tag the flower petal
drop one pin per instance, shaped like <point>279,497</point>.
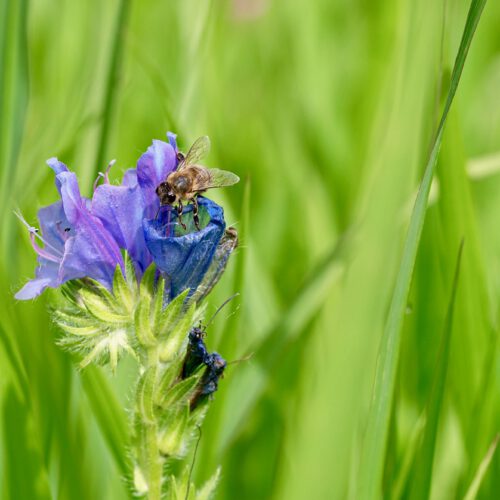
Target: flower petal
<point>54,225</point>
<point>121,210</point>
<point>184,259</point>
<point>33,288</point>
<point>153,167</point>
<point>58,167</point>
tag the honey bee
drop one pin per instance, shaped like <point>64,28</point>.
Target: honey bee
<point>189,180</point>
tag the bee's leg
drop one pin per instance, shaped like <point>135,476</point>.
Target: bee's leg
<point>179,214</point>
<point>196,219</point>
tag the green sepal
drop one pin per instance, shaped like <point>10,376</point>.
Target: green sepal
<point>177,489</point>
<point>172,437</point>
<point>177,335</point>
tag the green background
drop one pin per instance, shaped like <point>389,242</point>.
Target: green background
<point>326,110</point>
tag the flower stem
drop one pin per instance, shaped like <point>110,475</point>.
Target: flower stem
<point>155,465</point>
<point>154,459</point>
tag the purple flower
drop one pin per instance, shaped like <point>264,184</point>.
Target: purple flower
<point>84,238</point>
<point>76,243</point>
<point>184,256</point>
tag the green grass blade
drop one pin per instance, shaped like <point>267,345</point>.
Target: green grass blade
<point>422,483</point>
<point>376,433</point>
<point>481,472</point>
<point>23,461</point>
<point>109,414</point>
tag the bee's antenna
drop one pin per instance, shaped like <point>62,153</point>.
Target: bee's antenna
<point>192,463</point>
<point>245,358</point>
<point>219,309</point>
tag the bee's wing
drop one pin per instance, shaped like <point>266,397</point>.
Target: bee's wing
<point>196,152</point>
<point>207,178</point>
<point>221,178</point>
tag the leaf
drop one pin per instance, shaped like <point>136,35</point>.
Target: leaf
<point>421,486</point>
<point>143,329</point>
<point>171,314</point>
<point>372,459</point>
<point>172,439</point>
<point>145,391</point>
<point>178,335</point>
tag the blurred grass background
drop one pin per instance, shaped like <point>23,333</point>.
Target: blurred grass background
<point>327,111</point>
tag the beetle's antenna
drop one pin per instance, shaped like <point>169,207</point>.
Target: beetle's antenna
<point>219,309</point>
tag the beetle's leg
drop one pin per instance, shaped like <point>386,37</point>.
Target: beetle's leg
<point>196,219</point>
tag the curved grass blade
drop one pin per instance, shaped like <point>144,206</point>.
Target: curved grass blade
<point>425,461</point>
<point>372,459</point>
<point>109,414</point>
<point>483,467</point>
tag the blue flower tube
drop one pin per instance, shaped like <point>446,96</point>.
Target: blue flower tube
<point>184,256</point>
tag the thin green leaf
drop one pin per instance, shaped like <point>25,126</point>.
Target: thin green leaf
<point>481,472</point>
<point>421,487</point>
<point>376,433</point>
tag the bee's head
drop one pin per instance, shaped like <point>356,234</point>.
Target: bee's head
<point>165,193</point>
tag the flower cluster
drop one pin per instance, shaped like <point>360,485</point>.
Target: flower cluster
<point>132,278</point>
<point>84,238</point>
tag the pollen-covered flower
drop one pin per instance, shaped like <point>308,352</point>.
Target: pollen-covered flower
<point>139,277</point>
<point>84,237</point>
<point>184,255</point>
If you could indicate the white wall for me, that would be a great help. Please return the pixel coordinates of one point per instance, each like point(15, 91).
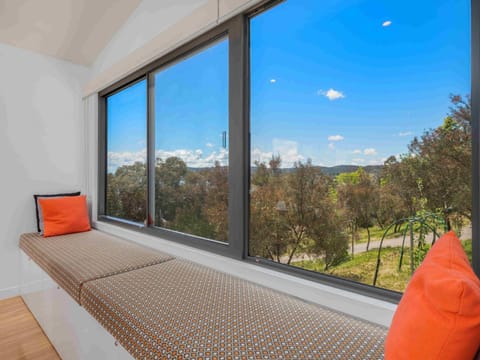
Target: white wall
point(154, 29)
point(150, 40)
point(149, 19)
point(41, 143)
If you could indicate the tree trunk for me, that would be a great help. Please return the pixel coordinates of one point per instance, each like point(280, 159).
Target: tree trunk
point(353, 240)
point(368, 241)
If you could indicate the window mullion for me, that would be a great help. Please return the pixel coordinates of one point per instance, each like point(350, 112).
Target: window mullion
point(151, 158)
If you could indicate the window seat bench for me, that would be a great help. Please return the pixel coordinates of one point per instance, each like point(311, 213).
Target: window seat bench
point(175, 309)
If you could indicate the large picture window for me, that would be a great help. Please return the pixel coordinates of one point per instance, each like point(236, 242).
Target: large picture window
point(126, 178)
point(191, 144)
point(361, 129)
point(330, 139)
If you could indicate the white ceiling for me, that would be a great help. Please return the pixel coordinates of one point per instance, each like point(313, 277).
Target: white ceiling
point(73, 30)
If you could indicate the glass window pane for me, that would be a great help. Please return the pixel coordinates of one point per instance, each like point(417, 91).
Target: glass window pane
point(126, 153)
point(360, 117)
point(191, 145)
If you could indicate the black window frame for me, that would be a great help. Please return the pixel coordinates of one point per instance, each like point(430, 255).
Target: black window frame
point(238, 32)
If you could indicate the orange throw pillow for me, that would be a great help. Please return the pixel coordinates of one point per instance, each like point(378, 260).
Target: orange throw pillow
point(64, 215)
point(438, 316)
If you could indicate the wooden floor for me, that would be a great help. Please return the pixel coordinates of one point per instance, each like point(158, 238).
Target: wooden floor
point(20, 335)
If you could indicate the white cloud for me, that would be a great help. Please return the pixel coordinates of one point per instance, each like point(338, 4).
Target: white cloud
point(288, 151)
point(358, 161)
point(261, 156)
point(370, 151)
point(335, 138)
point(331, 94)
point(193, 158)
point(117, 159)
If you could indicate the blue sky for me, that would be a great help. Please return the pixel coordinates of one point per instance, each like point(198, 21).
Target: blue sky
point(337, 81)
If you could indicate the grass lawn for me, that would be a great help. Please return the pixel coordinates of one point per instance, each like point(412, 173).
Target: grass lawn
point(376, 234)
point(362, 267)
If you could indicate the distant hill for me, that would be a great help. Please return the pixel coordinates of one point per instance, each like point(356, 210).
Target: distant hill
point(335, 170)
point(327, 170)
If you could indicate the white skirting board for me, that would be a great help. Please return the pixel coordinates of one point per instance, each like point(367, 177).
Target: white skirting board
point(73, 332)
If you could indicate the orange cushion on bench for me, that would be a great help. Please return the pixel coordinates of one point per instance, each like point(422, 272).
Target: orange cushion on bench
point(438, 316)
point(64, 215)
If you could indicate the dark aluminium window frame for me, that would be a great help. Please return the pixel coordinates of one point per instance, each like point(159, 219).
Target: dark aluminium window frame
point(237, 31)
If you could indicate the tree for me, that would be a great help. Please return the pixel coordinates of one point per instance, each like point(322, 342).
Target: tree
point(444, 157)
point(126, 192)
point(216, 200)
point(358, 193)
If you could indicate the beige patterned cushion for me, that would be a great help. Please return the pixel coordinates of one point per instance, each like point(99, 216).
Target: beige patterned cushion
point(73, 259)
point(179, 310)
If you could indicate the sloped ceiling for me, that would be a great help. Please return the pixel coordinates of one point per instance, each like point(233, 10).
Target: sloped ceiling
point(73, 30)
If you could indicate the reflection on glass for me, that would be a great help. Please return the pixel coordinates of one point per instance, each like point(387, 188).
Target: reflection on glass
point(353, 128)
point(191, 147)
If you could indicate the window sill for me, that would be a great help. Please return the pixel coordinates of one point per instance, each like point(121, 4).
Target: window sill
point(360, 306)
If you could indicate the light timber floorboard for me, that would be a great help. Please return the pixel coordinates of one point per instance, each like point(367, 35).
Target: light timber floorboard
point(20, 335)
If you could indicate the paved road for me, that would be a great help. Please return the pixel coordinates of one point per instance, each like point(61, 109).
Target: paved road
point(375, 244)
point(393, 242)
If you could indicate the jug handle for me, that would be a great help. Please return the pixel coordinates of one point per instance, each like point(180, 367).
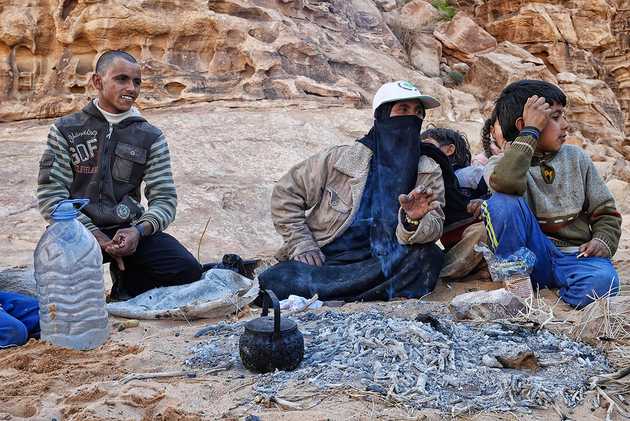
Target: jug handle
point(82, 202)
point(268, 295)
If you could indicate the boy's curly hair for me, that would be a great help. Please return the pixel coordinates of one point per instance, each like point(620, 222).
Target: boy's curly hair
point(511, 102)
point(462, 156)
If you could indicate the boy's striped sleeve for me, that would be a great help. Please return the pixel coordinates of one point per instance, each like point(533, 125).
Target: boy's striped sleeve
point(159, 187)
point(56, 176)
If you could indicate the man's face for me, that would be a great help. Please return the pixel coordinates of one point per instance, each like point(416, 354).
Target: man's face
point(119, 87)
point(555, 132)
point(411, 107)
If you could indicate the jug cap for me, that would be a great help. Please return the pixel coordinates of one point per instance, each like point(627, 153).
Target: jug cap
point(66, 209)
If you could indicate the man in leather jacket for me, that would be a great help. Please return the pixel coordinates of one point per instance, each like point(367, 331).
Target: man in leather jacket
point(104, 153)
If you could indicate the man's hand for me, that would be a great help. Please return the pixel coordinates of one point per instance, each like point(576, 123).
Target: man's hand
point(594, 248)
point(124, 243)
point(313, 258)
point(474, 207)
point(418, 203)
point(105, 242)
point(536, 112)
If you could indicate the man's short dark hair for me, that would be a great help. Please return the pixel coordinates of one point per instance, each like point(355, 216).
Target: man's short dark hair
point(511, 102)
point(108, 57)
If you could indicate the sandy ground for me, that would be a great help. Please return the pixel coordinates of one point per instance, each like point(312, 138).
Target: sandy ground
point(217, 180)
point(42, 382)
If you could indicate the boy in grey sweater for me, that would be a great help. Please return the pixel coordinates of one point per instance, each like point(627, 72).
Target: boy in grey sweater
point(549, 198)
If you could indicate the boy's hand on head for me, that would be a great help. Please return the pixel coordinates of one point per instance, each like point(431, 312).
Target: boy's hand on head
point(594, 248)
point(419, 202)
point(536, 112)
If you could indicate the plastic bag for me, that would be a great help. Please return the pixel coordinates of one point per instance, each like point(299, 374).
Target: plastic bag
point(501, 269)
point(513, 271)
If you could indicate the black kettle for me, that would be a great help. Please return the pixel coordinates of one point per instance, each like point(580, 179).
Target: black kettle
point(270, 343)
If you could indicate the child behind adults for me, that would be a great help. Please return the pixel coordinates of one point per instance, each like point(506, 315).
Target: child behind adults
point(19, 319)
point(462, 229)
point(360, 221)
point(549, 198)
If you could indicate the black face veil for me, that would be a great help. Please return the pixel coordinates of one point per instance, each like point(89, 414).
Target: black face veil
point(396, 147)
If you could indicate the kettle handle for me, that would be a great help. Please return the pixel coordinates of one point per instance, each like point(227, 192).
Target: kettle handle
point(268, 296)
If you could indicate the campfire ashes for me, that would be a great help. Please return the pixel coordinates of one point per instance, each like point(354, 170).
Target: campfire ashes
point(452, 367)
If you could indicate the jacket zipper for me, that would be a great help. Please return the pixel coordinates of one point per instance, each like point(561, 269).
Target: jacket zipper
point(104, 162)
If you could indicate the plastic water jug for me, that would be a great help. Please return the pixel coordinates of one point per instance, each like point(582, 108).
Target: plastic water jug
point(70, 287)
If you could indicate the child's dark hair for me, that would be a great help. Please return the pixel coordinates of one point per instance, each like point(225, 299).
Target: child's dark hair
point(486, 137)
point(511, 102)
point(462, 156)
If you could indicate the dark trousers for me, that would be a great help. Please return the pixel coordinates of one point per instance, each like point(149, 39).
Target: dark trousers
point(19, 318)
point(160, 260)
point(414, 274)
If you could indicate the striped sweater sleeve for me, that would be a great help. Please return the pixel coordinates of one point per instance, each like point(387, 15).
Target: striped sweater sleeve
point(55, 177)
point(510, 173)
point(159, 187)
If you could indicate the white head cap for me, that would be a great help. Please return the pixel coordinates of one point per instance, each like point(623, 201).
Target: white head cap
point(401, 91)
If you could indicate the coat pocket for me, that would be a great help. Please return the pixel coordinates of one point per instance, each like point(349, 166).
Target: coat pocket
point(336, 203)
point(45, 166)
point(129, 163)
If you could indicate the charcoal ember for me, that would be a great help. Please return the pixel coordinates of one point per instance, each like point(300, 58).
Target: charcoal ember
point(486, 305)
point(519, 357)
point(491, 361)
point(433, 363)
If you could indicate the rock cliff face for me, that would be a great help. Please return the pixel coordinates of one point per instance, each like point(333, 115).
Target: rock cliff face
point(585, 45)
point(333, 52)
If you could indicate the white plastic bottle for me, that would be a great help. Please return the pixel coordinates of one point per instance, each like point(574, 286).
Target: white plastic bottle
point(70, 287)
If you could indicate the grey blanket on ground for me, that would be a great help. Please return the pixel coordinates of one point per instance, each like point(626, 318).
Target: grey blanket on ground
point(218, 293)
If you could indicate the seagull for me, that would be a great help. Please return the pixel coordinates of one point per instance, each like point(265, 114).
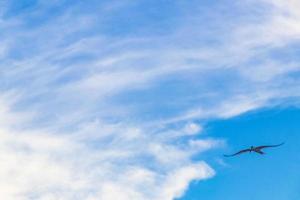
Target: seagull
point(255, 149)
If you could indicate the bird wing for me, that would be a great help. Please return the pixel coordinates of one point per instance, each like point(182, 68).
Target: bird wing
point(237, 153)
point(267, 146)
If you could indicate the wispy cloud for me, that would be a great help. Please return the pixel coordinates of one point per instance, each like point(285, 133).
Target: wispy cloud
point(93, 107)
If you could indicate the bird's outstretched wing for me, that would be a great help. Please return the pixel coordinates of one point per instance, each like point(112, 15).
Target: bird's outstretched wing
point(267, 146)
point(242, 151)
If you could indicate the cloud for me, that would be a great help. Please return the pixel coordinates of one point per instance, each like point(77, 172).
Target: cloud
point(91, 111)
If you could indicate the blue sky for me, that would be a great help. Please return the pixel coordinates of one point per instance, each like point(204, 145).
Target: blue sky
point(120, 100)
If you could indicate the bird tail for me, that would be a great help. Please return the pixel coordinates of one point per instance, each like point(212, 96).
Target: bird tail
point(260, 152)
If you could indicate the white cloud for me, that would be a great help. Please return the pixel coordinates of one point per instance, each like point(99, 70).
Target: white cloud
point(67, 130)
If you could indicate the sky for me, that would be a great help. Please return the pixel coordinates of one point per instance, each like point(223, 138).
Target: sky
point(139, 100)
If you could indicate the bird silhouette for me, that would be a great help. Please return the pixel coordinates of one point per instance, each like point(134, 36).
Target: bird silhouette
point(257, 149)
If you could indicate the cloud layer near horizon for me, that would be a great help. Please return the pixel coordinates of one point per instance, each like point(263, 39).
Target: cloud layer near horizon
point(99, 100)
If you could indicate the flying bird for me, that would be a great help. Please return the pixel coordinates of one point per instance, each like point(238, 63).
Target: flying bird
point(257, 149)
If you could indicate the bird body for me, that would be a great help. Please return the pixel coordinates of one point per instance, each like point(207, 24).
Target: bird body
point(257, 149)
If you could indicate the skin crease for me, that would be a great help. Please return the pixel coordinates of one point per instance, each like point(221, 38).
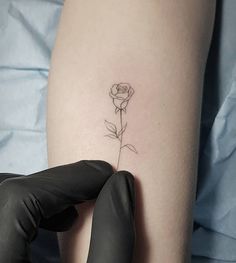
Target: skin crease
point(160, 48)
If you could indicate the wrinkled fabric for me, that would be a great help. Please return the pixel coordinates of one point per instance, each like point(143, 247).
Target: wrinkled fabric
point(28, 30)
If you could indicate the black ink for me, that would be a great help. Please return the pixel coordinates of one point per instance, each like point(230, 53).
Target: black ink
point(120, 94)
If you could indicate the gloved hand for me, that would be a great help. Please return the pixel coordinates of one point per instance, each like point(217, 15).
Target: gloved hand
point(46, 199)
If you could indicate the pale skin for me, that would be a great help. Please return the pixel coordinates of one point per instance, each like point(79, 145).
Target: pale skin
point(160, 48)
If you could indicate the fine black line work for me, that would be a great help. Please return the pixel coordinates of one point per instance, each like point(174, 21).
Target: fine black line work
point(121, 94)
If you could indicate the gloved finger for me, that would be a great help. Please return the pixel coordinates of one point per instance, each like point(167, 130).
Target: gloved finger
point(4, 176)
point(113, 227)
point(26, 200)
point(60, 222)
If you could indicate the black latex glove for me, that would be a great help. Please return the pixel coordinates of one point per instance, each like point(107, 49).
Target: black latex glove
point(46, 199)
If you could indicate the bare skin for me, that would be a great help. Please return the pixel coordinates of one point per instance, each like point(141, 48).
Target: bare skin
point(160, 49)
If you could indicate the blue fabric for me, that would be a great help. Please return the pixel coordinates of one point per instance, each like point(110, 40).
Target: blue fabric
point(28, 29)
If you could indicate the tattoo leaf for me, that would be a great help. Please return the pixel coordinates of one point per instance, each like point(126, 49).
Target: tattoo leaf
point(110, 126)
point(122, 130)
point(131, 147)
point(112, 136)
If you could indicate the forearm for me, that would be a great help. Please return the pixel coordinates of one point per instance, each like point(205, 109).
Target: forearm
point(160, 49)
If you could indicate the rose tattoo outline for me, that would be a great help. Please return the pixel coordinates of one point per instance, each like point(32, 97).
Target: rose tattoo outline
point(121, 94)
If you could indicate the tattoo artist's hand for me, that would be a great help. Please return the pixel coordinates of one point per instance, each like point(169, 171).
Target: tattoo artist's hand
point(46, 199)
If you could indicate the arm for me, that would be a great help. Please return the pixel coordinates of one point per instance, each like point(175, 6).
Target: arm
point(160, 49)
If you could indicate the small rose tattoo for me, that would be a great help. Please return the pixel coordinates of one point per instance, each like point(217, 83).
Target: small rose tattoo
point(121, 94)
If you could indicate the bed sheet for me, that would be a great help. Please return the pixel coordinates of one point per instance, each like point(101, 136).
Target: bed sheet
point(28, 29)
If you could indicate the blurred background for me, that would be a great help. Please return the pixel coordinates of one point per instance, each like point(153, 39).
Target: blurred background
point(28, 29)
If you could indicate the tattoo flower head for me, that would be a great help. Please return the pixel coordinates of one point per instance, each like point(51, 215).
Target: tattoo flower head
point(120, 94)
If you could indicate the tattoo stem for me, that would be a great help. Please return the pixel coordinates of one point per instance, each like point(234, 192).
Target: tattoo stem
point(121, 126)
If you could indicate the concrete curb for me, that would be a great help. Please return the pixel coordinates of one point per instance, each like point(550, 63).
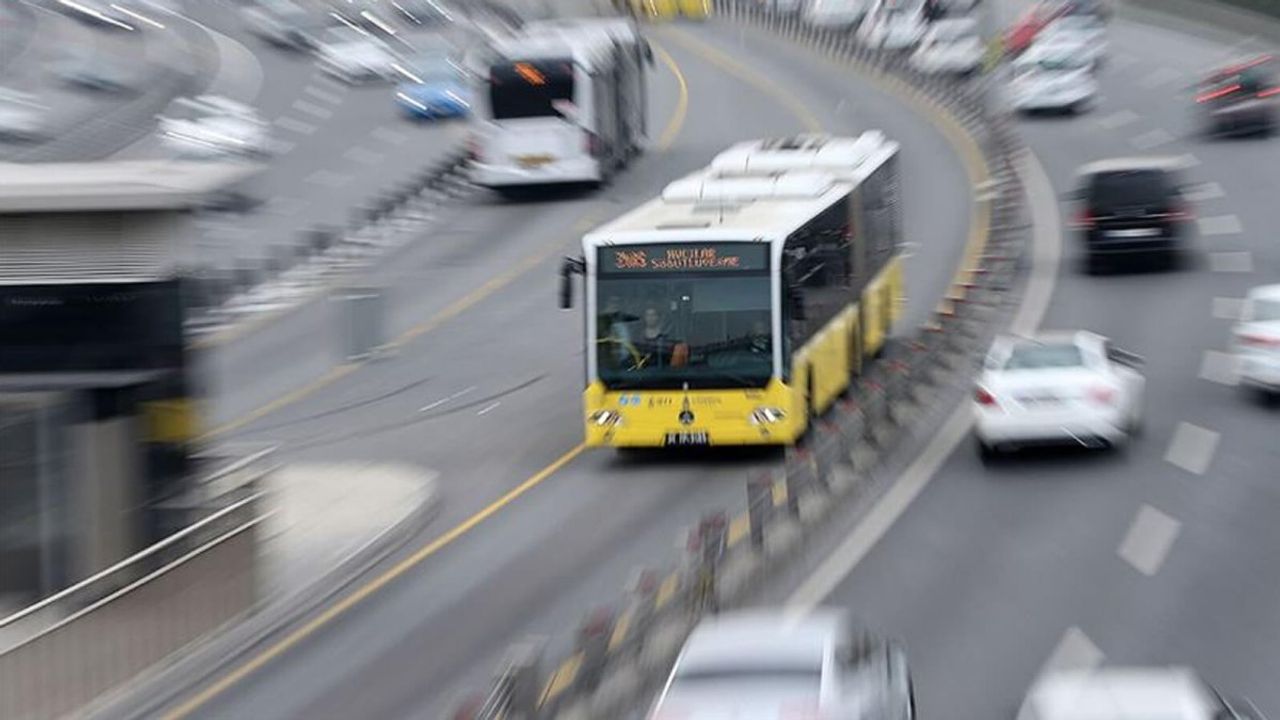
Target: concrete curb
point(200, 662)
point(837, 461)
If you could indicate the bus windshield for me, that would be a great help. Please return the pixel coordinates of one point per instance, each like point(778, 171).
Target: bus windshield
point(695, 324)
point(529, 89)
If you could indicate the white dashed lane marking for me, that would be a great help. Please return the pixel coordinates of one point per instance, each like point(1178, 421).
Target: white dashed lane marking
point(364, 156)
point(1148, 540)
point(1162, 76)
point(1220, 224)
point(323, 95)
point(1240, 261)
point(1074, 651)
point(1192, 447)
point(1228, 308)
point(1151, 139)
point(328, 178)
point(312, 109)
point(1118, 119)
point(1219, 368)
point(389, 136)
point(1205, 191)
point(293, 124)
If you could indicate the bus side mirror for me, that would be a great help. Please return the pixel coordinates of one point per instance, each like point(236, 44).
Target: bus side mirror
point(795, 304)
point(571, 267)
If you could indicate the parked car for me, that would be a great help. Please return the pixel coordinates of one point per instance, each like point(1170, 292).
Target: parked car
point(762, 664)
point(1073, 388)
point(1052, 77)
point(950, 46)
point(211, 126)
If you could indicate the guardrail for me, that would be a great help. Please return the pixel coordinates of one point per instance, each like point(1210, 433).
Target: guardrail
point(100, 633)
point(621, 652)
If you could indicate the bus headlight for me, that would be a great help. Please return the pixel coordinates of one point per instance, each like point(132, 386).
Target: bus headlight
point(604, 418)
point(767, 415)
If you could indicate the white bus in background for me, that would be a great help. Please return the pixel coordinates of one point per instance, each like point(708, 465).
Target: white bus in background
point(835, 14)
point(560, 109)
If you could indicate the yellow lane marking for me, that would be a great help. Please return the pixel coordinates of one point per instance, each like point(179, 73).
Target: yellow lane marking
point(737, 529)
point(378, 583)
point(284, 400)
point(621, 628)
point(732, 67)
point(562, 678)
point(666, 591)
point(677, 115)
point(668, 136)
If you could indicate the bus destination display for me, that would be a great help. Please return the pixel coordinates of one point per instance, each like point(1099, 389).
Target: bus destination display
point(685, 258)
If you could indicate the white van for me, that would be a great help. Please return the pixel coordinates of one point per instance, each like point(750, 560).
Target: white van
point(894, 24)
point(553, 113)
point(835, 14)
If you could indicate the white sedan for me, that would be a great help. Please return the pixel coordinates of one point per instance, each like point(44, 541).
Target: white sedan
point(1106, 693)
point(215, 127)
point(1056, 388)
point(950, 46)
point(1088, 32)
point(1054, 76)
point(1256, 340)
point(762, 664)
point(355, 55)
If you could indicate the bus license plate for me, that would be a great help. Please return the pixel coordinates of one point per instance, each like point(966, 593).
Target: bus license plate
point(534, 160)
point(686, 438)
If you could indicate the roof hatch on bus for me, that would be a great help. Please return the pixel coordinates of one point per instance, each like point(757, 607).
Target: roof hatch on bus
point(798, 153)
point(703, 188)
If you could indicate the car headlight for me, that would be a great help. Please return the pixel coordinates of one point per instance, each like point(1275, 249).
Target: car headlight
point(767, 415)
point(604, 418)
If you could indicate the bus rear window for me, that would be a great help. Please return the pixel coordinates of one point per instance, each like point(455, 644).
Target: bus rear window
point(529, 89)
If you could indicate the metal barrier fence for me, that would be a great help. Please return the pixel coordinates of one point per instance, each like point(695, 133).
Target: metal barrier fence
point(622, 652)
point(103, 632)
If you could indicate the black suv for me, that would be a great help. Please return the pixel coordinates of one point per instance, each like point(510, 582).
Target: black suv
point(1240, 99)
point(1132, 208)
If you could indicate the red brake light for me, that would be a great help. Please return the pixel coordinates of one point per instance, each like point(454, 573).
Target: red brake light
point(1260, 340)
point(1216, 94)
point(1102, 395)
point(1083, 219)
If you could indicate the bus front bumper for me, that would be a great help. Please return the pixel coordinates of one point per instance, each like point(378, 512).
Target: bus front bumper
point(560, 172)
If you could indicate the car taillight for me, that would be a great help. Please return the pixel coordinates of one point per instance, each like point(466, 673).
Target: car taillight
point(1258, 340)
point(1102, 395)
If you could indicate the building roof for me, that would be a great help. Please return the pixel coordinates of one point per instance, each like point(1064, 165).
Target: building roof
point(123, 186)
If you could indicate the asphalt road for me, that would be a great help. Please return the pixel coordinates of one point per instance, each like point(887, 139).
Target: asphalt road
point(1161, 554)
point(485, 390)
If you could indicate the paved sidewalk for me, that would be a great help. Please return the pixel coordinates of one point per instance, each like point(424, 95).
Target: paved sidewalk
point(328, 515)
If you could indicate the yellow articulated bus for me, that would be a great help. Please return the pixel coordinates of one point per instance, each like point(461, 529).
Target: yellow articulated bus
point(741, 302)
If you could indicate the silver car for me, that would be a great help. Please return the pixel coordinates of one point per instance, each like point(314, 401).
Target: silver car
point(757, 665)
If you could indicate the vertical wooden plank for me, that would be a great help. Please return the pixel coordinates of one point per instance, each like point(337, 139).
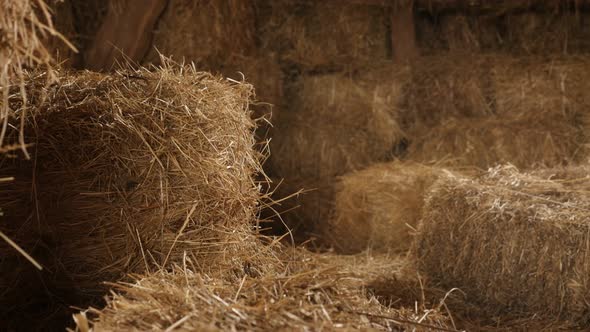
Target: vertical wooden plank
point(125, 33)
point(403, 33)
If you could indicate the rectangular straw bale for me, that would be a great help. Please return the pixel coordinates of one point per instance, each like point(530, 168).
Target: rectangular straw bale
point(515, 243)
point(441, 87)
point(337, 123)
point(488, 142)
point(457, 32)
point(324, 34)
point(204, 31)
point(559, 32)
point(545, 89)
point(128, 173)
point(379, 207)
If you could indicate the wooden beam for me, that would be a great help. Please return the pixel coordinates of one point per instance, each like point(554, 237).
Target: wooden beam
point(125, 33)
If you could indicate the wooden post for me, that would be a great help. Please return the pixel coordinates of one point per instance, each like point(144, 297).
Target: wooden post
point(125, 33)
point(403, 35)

Task brief – Your reply should be the lines of the records from the start through the line with "drop one pin per instance, shaped like <point>64,28</point>.", copied word for word, pictures omitted.

Written answer –
tag the flower petal
drop one pin per instance, shaped like <point>279,497</point>.
Target: flower petal
<point>54,225</point>
<point>121,210</point>
<point>184,259</point>
<point>33,288</point>
<point>153,167</point>
<point>58,167</point>
tag the honey bee
drop one pin per instance, shaped like <point>64,28</point>.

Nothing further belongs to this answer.